→ **Document segment**

=-=-=-=-=

"Portals" by Tim Fain

A recent multimedia concert in Carmel has me thinking about art, connection, intimacy, distance, and what may be in store for our species.

I do not own an iPhone.  I do not text.  I have never Skyped.  I have barely dipped my toes into the waters of Twitter or Facebook; what little I have done has been in an effort to share this blog and website with a wider readership.  So my participation in this rapidly expanding “Age of Information” feels fairly tenuous.  I recognize the professional and perhaps personal value of social media for others, but am not sure my nervous system is organized in such a way to negotiate its wild swings of stimulation.  I remain open, however, to discovery and change, so we shall see.

The concert, presented by Chamber Music Monterey Bay and held at Sunset Center last Friday, was called “Portals: A Multimedia Exploration of Longing in the Digital Age.”  It featured one live musician, the brilliant violinist Tim Fain, who performed in front of a movie screen.  Offstage, technicians projected recorded footage of a pianist, three dancers, a speaker, and Fain himself.  All the music was by living composers.  To some, the rituals of classical music and the traditional recital or concert may appear a bit stuffy, antiquated; everything about “Portals” was completely up-to-date.  The intermissionless event was never anything less than compelling, and occasionally even mesmerizing.  I would happily see it again.

Yet there was something undeniably strange about seeing a live person perform along with a digital copy of a person, about being so seduced by the excellence of the playing and the superior technical aspects of the show that we could almost forget how, amidst all the sound and movement our minds and bodies were taking in, only one part of it—the Tim Fain part—was “real.”  The rest was just a movie.  And so I worry, as time passes and the reach of digital technology extends further and further into our lives and our hearts, that this undeniable strangeness will begin to feel less strange.  As we turn our gazes, and our attention, ever more toward our screens, will we turn less toward each other?

=-=-=-=-=

→ **Supplied entries**

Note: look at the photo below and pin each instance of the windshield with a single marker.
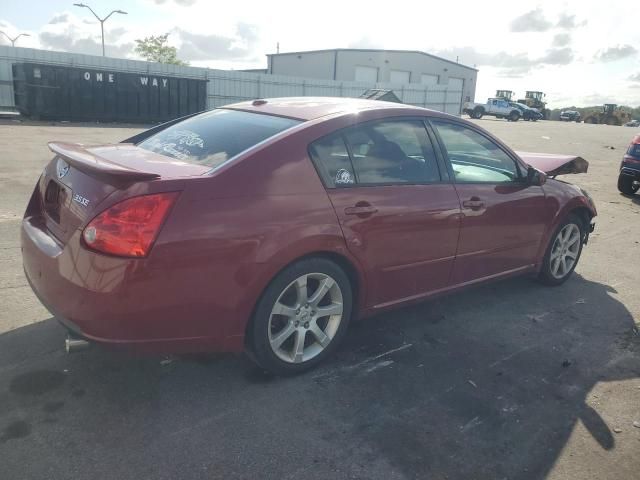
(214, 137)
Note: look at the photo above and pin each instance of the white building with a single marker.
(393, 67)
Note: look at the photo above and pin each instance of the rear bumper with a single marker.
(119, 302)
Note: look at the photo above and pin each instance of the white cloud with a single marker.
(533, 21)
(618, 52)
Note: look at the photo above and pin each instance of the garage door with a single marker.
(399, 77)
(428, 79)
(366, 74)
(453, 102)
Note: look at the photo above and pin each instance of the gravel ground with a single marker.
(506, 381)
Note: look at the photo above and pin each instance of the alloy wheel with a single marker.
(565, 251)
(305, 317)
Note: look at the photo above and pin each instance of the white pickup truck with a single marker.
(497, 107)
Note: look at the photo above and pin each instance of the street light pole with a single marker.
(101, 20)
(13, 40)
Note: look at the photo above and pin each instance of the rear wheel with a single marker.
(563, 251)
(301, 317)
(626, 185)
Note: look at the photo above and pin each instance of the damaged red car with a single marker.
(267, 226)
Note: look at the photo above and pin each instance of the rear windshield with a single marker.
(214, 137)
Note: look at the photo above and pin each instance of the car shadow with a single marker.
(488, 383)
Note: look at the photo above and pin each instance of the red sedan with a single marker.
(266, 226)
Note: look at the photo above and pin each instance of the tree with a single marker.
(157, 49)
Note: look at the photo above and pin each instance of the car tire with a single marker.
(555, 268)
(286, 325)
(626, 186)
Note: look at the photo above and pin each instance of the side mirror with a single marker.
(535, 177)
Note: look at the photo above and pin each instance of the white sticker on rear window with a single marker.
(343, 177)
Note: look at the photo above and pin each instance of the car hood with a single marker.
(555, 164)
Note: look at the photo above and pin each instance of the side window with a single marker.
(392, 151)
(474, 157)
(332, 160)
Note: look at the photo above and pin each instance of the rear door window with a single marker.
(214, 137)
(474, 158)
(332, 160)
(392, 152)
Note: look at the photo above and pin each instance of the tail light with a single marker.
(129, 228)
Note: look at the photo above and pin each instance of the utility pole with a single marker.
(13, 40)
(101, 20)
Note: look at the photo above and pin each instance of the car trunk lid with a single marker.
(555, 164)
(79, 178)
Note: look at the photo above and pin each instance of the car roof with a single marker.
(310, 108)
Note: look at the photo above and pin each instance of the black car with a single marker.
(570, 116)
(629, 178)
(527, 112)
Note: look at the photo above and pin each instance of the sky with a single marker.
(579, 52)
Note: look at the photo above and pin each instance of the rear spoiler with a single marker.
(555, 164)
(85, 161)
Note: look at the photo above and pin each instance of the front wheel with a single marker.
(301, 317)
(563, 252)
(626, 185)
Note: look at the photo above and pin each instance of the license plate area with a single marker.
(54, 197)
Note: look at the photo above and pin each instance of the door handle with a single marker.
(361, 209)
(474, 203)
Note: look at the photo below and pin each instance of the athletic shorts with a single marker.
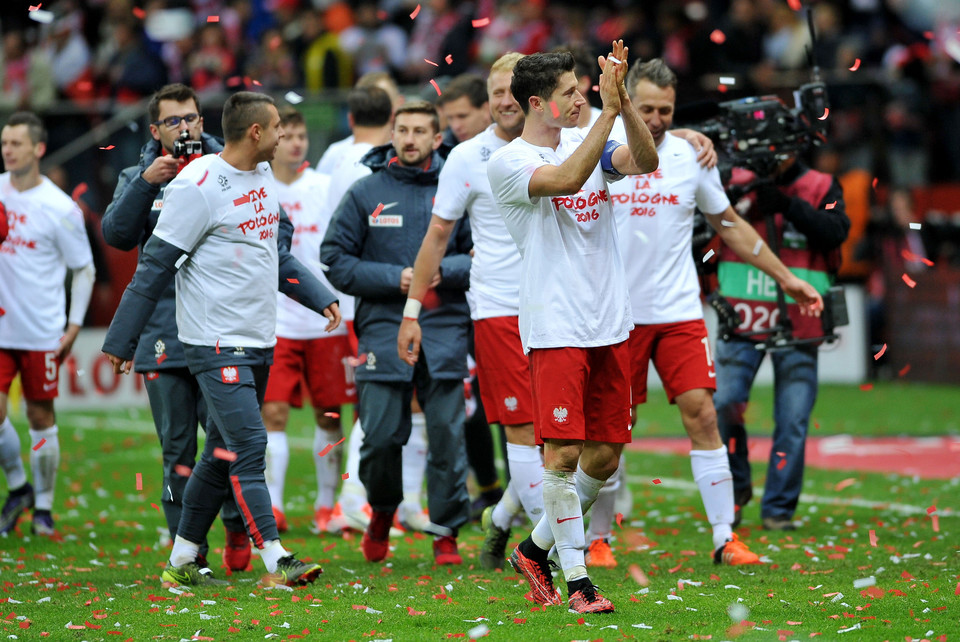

=-=-=-=-=

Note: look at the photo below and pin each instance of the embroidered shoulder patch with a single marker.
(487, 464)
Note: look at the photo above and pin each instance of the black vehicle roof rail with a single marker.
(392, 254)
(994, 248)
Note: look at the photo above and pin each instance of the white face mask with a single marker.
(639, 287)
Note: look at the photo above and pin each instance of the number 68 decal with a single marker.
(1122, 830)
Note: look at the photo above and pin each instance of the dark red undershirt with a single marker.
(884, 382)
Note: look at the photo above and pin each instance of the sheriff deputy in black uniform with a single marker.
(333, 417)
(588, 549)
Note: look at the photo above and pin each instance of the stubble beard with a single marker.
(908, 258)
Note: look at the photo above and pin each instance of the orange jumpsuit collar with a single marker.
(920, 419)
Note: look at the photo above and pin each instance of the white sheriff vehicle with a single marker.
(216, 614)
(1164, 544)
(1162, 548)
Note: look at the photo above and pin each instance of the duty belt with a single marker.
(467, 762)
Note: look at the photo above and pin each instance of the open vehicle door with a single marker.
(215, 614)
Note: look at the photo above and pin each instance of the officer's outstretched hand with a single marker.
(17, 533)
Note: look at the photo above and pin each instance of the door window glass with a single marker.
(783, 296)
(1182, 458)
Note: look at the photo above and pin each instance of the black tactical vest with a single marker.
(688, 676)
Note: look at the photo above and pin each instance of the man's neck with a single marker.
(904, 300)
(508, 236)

=-=-=-=-=

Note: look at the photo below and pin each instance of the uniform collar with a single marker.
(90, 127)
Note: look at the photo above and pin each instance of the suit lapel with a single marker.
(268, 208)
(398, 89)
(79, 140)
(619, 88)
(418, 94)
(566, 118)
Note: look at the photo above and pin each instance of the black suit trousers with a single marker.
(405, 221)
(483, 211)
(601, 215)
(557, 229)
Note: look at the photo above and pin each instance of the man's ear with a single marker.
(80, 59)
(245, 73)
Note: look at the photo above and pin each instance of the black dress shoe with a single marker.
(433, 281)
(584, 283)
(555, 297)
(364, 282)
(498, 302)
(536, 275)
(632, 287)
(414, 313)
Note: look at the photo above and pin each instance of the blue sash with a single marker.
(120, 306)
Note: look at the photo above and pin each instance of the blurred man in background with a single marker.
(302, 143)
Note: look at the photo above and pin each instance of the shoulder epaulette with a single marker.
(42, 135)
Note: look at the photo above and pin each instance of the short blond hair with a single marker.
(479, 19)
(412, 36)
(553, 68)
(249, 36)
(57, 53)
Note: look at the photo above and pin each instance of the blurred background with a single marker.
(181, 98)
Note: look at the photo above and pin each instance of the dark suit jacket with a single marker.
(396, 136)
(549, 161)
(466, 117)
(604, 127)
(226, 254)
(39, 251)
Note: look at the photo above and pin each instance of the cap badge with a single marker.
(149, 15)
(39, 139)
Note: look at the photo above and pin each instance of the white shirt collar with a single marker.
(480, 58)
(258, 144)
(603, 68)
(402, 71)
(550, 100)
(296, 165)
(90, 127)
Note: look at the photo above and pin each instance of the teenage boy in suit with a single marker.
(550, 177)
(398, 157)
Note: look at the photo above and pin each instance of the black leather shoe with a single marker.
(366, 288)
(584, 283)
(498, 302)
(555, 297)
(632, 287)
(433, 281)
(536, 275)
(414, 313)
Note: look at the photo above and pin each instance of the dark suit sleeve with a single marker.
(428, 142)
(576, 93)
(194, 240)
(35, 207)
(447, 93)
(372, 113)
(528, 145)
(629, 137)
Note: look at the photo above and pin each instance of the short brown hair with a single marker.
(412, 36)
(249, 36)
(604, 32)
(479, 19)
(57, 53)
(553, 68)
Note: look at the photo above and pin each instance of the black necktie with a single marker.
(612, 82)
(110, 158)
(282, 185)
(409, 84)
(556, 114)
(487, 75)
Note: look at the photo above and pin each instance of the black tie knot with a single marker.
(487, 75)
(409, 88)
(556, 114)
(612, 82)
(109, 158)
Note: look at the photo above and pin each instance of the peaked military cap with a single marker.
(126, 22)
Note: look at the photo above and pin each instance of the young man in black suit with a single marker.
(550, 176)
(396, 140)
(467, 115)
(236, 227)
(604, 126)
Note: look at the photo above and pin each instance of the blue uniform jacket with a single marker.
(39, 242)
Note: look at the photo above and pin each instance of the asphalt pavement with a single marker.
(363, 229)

=-=-=-=-=

→ **Check your understanding**
**1.** According to the essay about the "Portals" concert, who or what appeared in the recorded footage that technicians projected from offstage? List each one.
**2.** In the essay about the "Portals" concert, which organization presented the concert?
**3.** Carry on with the essay about the "Portals" concert, picking up after its final question.

→ **Answers provided**
**1.** A pianist, three dancers, a speaker, and Tim Fain himself.

**2.** Chamber Music Monterey Bay.

**3.**
In fact, this question was at the very heart of “Portals.”  What is longing, after all, but the desire to connect with another across some kind of divide?  In this case, the divide was the still mysterious terrain of cyberspace.  For when we “connect” with someone we may never see in person, whom—or what—are we connecting to?  Perhaps to acknowledge this question, Fain chose to intersperse the musical performances with readings, spoken by NPR’s Fred Child, of song lyrics by Leonard Cohen, whose inimitable work is a vast catalogue of longing and regret traversed by brief moments of clarity and the rich ambiguity of being human.

There were a couple technical glitches in this presentation of “Portals,” and though Fain was clearly frustrated by these moments, and though the errors did disrupt the seemingly seamless flow of music and images, I found myself a bit grateful for them, for their reminder that despite the lure of digital perfection, we are still human.  It is when we touch and share our flawed humanity that we acknowledge our vulnerability.  Fain was not supposed to speak during the concert, but he did, both to the audience and to the offstage technicians.  The digital dream soon resumed, but to me these unplanned interruptions were a beautiful illustration of some of my favorite lines of Cohen, spoken by Child on the screen:

                                   Ring the bells that still can ring

                                   Forget your perfect offering

                                   There is a crack in everything

                                   That’s how the light gets in.